- **Written task**:
Using the text on Marc Dumitru, answer the following:
(a) On what date was he born?
(b) Which character does he play in Das Haus Anubis?
(c) In what year did he marry Kristina Schmidt?

German actor and singer

Marc Dumitru (born 5 April 1986) is a German actor and singer of Romanian descent. He is known for his role in the German TV-show Das Haus Anubis. He plays the role of Magnus von Hagen, who is the German version of Jeroen Cornelissen and Jerome Clarke. In July, 2015 Marc appeared in the commercial called "Travian Kingdoms". He has appeared on Let's Dance in Germany with Kristina Schmidt. He was in the Chris Brenner music video "On the Run". He was also live in RTL Nitro today in Die 24 Stunden vom Nürburgring - Das größte Autorennen der Welt (The Nürburgring 24 Hours - The biggest race of the world). In 2018, he married Kristina Schmidt. He plays Dr. Jan Kühnert in Nachtschwestern.

- **Recorded information**:
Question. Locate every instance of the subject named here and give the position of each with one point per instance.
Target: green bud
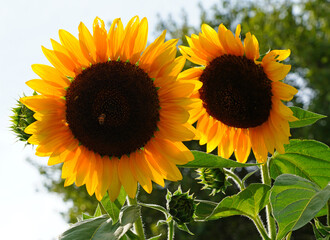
(213, 179)
(21, 118)
(181, 206)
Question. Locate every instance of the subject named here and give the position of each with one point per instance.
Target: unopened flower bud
(21, 118)
(213, 179)
(181, 206)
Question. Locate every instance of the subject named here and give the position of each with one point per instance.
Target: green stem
(261, 229)
(236, 179)
(170, 230)
(288, 237)
(138, 226)
(328, 213)
(270, 220)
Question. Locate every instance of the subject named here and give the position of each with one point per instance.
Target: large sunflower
(110, 110)
(240, 101)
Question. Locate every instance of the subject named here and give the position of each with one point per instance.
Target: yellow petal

- **Solution to this task**:
(a) 5 April 1986
(b) Magnus von Hagen
(c) 2018